(Saved entries)
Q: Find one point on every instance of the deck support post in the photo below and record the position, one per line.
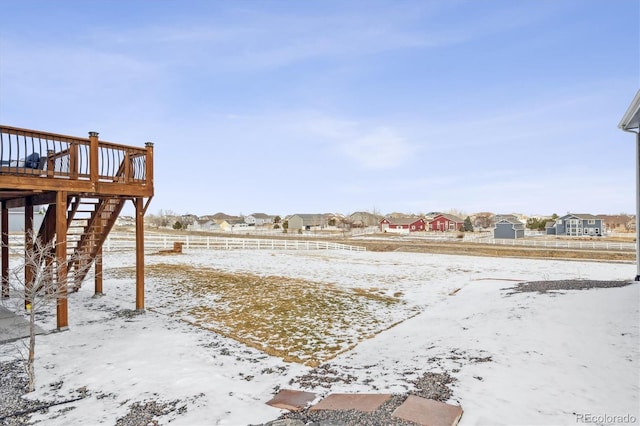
(4, 219)
(28, 251)
(93, 156)
(97, 267)
(61, 259)
(139, 254)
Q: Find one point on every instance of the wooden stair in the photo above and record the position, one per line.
(89, 221)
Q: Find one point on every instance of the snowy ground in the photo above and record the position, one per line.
(525, 358)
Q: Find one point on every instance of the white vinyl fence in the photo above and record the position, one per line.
(122, 241)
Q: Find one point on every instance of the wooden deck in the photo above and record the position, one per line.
(84, 182)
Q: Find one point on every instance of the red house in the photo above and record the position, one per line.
(446, 222)
(403, 224)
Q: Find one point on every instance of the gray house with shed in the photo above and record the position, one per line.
(508, 228)
(307, 221)
(577, 225)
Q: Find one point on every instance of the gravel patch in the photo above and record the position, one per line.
(145, 413)
(559, 285)
(15, 410)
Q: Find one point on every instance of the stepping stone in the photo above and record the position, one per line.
(427, 412)
(291, 400)
(346, 401)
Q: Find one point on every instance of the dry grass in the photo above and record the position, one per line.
(294, 319)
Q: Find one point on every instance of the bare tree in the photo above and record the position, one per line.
(35, 282)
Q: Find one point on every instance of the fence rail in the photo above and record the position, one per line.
(120, 241)
(593, 245)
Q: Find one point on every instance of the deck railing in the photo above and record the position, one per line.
(30, 152)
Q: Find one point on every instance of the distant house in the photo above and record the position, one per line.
(207, 225)
(508, 228)
(445, 222)
(307, 222)
(577, 225)
(619, 223)
(498, 217)
(402, 224)
(233, 225)
(363, 219)
(258, 219)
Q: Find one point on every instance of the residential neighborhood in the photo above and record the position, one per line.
(497, 225)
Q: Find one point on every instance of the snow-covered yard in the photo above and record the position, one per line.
(517, 357)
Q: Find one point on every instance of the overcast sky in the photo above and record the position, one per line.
(285, 107)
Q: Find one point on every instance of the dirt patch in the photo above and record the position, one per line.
(294, 319)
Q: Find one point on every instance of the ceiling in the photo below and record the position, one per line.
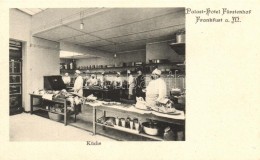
(119, 30)
(32, 11)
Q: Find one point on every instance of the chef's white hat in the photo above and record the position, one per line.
(157, 71)
(77, 71)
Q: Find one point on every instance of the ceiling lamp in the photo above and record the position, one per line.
(82, 25)
(81, 19)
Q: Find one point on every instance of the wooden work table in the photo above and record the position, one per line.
(178, 119)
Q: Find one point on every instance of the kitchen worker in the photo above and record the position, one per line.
(92, 81)
(140, 85)
(103, 79)
(118, 80)
(156, 89)
(131, 85)
(78, 84)
(66, 79)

### THE TASK
Repeat all the records above exactly, leaving out any pictures.

### RESPONSE TO THIS EXERCISE
Q: Find one point on every instance of the deck support post in the photo below and record the position, one per line.
(4, 219)
(28, 251)
(93, 156)
(97, 267)
(61, 259)
(139, 254)
Q: Find one point on every instance of the wooden stair in the photo above and record the position, one per line.
(89, 221)
Q: Find one point on every instance of the snowy ground in the photo above and record the position, one per line.
(525, 358)
Q: Find one point on every instance of the white vinyl fence in the photo above and record the position, one per line.
(122, 241)
Q: Find one point on every instance of the wooden deck in the photo above and record the position, one per line.
(84, 182)
Q: Find one point on every instance of the red house in the photo above and record the position, one per line.
(446, 222)
(403, 224)
Q: Find one point on every instance of the gray house with shed in the photo above and record the position, one per line.
(508, 228)
(307, 221)
(577, 225)
Q: Find one point on every instance of the gravel patch in the photo above and record the position, one per line.
(145, 413)
(559, 285)
(15, 410)
Q: Find one point on every instance of the stepping stone in the photo above and record the position, one per line.
(427, 412)
(291, 400)
(346, 401)
Q: Find one point on every instance of the dry grass in the photo above and record the position, one per line.
(294, 319)
Q: Find one point on every instance of the bare tree in the photo above and record the position, one per line.
(35, 282)
Q: Find one point on every instance of the fence rail in the photo above and record the position, one per line.
(120, 241)
(593, 245)
Q: Find one point on every instance of the deck railing in the photo above and record the position, one per line.
(30, 152)
Q: Find one point on every instance of the distant house in the photo above and record the position, one per line.
(207, 225)
(508, 228)
(445, 222)
(307, 222)
(577, 225)
(619, 223)
(498, 217)
(402, 224)
(233, 225)
(363, 219)
(258, 219)
Q: Find one point on every instance of the residential neighborhood in the photo above and record the position, one per line.
(497, 225)
Q: Find one point on every instance of the snow-covered yard in the photo above and record the position, one per line.
(517, 357)
Q: Find one point on every instance of the overcast sky in the photo above and record the position, one per line.
(285, 107)
Q: Find one point on every instance of the dirt patch in the photo above and record the position, one per line.
(294, 319)
Q: Find one point on every instance of the ceiling in the photo below and record the position, one per line.
(119, 30)
(32, 11)
Q: Find one point on every instance of the chef's white hat in the photo above and record the position, one per line.
(157, 71)
(77, 71)
Q: Find one point on every instance of the ceiling lamp in the photo above and record the position, one per line.
(82, 25)
(81, 19)
Q: Find one point on every instance of the wooden work table in the photo above and record the position, one per line.
(178, 119)
Q: Find one point on every instance of the kitchen worker in the photo above and record the position, one per line.
(92, 81)
(140, 85)
(103, 79)
(118, 80)
(156, 89)
(131, 85)
(78, 84)
(66, 79)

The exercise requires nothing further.